A block of data
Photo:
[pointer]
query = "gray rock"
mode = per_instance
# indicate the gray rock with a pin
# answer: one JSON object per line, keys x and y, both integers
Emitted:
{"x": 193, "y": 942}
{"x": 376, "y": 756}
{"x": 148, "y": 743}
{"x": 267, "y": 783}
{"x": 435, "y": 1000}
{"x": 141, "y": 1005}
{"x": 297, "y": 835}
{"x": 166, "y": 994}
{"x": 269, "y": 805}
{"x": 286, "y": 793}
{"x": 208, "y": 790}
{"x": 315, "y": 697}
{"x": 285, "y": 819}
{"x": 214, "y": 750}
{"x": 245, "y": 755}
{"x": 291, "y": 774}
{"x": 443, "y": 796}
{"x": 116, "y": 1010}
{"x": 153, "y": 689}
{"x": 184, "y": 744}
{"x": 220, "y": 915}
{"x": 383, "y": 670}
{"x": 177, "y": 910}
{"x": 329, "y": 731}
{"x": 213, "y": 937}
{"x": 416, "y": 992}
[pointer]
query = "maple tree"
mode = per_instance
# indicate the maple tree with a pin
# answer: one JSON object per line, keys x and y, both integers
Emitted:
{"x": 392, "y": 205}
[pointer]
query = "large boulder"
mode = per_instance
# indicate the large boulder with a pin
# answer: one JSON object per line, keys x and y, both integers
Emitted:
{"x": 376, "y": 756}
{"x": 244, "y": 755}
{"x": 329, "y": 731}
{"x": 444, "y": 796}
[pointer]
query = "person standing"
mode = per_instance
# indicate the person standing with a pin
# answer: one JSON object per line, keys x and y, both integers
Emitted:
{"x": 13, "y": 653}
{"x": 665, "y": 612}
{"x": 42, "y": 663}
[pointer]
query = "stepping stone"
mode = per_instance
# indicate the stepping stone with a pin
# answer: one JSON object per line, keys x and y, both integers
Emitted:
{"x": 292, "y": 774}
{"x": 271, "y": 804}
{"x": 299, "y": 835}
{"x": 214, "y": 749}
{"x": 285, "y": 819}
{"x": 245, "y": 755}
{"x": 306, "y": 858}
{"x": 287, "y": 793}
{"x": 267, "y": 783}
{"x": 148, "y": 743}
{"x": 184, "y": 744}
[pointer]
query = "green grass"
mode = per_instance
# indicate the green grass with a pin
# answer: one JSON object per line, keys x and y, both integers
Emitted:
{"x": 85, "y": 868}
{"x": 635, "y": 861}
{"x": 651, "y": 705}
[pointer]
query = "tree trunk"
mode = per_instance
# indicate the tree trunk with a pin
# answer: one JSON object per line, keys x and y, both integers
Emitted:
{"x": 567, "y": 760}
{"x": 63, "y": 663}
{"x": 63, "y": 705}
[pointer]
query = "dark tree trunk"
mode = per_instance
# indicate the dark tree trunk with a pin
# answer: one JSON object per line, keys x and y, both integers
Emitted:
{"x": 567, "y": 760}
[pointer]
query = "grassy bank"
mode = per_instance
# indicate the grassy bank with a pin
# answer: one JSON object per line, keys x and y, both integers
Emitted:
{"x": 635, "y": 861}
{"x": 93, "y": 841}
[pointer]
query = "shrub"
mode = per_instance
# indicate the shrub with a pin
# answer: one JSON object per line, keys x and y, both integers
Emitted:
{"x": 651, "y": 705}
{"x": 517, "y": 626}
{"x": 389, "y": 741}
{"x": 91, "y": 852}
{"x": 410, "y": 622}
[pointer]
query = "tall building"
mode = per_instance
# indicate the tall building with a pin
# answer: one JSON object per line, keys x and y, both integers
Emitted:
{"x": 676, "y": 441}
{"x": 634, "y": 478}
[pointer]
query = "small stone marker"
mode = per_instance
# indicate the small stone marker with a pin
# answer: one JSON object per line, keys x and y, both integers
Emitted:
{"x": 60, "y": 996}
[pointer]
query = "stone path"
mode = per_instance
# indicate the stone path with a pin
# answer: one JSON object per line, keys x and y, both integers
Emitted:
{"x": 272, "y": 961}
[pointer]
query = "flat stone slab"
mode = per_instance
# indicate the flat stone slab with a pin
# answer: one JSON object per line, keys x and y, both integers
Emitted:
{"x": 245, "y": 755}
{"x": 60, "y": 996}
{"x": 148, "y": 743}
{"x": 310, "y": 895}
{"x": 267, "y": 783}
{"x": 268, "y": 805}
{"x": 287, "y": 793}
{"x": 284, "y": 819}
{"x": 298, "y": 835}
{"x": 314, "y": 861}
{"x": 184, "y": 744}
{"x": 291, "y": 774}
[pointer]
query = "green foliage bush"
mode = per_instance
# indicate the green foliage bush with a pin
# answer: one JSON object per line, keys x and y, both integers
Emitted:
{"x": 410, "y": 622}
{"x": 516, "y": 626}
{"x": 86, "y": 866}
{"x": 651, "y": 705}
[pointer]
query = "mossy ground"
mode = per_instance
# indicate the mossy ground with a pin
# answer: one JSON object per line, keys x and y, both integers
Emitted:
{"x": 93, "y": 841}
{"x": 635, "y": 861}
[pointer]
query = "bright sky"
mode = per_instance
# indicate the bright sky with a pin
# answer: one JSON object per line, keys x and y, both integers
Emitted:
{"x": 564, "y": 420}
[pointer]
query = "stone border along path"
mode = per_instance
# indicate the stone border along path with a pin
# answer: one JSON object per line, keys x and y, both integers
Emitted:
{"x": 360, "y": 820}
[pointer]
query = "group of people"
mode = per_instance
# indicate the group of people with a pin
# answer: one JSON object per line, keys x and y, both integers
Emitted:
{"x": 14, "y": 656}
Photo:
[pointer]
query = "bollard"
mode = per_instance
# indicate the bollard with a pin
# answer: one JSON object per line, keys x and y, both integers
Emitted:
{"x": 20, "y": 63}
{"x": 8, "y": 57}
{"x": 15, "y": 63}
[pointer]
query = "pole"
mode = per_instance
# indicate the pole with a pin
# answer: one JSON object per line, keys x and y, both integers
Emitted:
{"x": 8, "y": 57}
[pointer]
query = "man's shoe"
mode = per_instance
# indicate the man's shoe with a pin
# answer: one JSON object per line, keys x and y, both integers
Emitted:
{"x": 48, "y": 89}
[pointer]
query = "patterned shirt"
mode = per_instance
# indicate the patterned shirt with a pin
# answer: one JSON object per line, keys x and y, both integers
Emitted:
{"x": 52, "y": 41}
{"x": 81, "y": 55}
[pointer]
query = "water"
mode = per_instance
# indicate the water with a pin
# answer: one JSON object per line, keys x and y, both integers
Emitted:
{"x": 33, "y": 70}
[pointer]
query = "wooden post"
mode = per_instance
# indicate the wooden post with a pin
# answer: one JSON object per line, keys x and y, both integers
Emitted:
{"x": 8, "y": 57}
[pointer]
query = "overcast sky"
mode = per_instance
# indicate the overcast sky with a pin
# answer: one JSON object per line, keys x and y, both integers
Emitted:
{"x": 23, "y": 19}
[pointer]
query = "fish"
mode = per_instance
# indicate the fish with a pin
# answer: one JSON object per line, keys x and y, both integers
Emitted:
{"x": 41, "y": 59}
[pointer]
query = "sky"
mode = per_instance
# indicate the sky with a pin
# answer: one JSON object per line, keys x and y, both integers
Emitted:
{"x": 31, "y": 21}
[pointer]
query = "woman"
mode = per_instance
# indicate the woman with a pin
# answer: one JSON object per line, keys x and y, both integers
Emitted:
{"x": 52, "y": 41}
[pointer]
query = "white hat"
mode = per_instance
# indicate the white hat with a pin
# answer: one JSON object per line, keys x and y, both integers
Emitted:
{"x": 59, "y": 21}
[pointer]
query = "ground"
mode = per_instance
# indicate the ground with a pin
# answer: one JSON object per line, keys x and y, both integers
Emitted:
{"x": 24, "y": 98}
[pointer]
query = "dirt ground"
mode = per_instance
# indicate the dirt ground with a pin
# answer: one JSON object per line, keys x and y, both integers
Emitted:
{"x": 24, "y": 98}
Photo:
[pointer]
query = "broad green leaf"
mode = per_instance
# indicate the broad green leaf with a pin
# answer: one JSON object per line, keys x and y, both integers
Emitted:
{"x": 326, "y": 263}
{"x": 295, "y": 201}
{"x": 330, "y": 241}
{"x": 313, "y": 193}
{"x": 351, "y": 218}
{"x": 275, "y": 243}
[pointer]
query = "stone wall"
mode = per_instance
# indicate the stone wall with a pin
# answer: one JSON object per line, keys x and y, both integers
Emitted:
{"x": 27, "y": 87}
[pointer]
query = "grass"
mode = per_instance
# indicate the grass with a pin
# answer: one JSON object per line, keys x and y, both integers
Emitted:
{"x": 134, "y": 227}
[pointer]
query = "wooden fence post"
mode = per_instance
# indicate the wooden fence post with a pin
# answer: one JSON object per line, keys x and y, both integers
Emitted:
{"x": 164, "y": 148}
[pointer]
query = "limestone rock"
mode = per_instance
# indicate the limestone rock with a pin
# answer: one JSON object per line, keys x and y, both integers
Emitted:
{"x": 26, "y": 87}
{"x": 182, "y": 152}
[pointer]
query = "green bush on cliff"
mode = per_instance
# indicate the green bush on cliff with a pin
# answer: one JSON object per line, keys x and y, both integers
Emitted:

WORK INSTRUCTIONS
Please filter the material above down to the lines that contain the word "mossy" and copy each one.

SOLVED PROBLEM
query = "mossy ground"
# indicate the mossy ground with a pin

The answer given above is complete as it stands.